Write the next part of the mailing-list post on dining space and food safety in a shared community kitchen, starting right after its last sentence.

> [Source extract]
--- start ---
Re: kitchen equipment
From: Robert Hartman (hartmaninformix.com)
Date: Thu, 19 May 94 13:37 CDT
I am really enjoying reading this list!   It's great to be able to discuss
all aspects of shared living.

With regard to accommodating the entire community for dining, I think it is
a good idea to plan the space so that you can do that.  However, a dining
area is large, and only used intensively at common meals.  If the trend is 
typically to get only about 60% participation, I'd want to partition the
40% furthest from the kitchen and make it available for other uses.

With regard to the need for safe food handling in a common kitchen vs. less-
rigorous standards at home, there are some good reasons why food hygeine gets
more important as you get more people involved.

First, the more people you have prepping, cooking, serving, and
cleaning up, the more different routes for possible contamination you
introduce.  You also introduce a wider variety of contaminants, because
people travel so much.  At home, you probably have less than five
people who come into contact with food, utensils, and containers.  When
you up that to 50 (as you would with a buffet), you increase
contamination risk by an order of magnitude.
--- end ---
> [Record set]
--- start ---
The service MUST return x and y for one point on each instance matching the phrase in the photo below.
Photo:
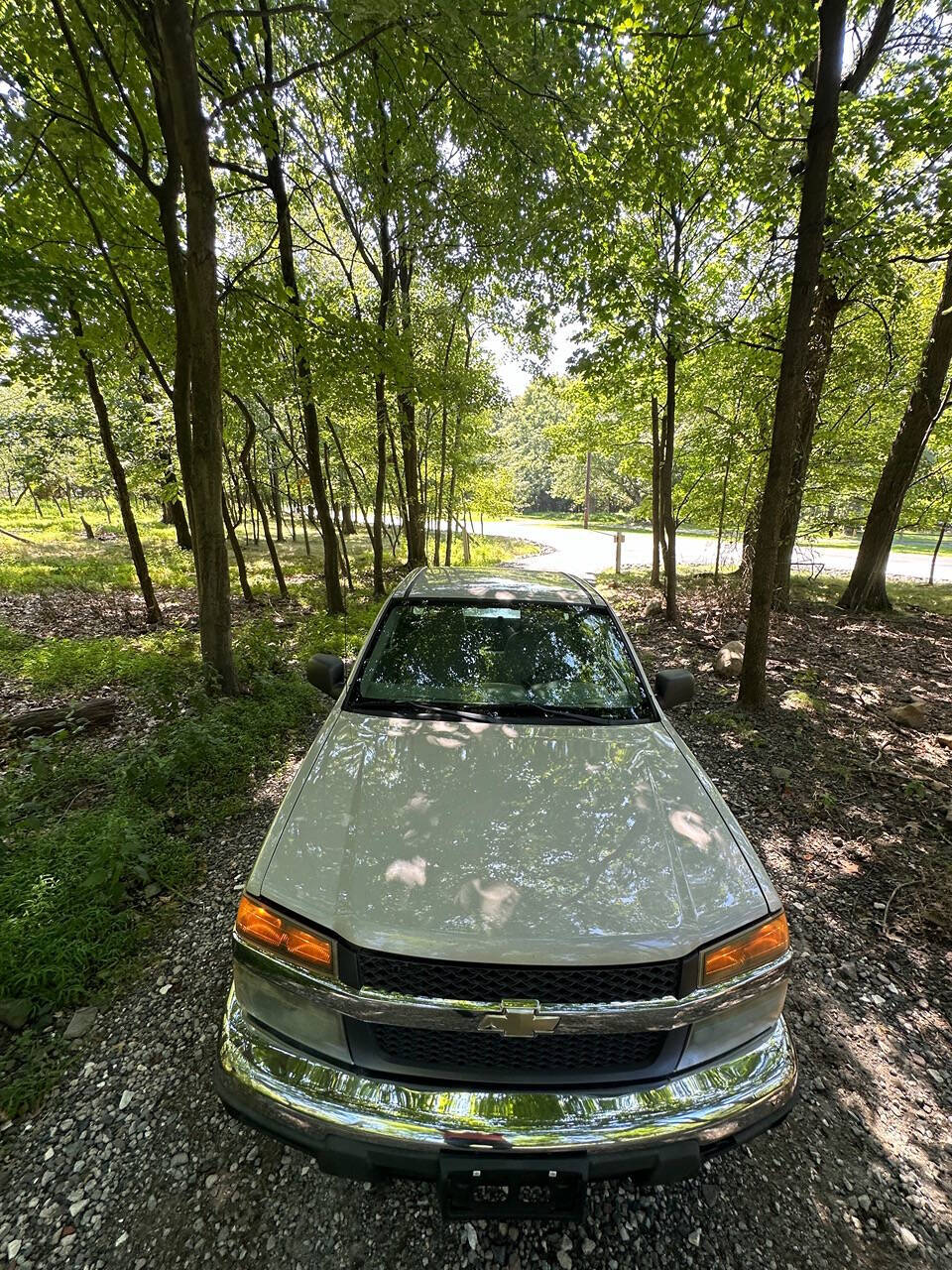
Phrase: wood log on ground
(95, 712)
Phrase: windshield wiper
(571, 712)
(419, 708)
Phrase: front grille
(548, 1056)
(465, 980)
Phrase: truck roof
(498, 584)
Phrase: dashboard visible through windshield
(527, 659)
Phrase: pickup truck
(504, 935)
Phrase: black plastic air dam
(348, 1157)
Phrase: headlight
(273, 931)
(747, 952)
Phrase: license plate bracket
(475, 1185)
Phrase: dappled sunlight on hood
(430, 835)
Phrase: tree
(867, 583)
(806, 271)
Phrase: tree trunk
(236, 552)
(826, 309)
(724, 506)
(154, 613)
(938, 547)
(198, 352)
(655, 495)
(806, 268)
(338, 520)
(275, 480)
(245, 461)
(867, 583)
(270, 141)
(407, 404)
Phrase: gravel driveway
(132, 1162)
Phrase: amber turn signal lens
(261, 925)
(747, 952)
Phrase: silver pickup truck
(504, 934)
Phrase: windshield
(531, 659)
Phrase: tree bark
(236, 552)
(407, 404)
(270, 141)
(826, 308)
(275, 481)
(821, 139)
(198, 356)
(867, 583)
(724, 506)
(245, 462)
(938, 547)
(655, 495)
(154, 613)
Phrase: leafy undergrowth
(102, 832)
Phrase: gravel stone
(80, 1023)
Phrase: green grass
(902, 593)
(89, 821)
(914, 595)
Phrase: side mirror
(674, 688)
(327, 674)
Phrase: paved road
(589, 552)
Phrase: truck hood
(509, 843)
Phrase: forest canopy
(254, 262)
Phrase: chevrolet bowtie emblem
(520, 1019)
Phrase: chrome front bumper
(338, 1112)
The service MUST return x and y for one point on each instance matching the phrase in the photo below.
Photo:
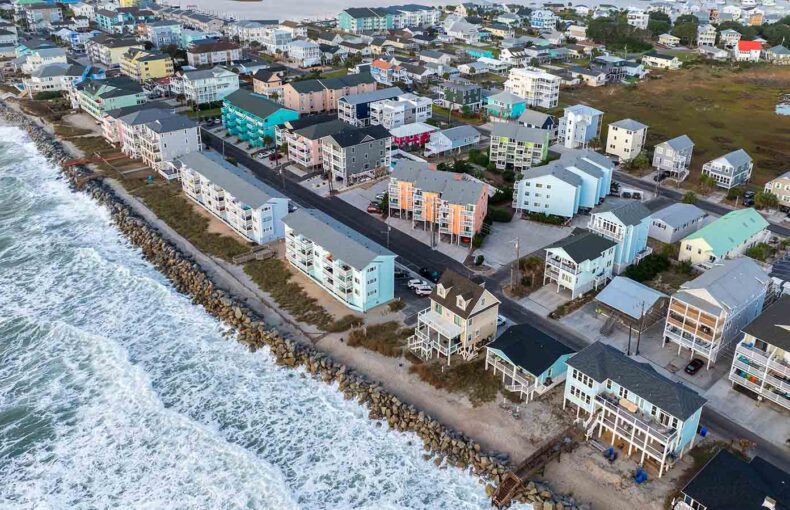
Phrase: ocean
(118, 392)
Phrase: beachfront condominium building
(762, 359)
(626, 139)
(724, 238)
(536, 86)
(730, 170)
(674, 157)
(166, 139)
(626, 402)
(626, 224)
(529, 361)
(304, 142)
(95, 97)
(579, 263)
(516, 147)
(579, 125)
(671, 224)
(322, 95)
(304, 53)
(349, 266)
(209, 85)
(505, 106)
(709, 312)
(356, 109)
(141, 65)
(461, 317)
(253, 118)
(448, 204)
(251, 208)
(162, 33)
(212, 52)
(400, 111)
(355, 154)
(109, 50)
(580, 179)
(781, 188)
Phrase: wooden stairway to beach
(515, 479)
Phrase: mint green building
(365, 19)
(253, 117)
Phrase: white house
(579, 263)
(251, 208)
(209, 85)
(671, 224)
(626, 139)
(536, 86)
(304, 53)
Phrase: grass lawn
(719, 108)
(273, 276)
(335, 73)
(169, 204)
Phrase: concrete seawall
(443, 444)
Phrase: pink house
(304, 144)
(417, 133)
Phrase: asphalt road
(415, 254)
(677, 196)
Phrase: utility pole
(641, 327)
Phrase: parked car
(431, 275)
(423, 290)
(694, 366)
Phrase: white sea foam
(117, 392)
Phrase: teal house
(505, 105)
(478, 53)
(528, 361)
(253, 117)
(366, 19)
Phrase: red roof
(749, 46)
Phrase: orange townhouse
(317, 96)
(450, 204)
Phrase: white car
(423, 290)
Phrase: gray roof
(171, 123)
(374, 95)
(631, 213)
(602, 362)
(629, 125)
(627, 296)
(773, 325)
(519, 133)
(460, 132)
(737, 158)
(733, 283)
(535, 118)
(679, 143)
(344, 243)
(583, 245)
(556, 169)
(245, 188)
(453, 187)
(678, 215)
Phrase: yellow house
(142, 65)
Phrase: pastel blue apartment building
--- end ---
> [Exercise response]
Second, the more people you have eating the food, the wider the variety of
susceptibilities you have.  Food safety isn't about ensuring that I don't
get sick, it's about ensuring that _nobody_ gets sick.  That's a very 
different consideration.

With regard to commercial vs. home equipment, I agree with the folks
who favor commercial-grade cookware and dishware.  I worked in
restaurants for many years.  Commercial pots, pans, dishes, and
utensils really hold up and work much better when cooking in quantity.
Also, commercial dishes are designed to "soak clean."  They are much
easier to wash than home-grade dishes, but you do have to soak them.

What I'd suggest is checking the classified under "business opportunities"
for restaurants that are being sold.  You can often bid for this stuff
against liquidators; you can get a much better deal this way than by
shopping the supply stores.

When it comes to washing dishes, there is nothing like a commercial,
stainless-steel deep-tub sink and sprayer.  Once you get all the food
off, how you get the dishes up to that magic 140 degrees can depend.
Commercial sterilizers are big and expensive, but very quick.  A couple
of heay-duty home dishwashers might be cheaper.  The pre-heater is a
great idea!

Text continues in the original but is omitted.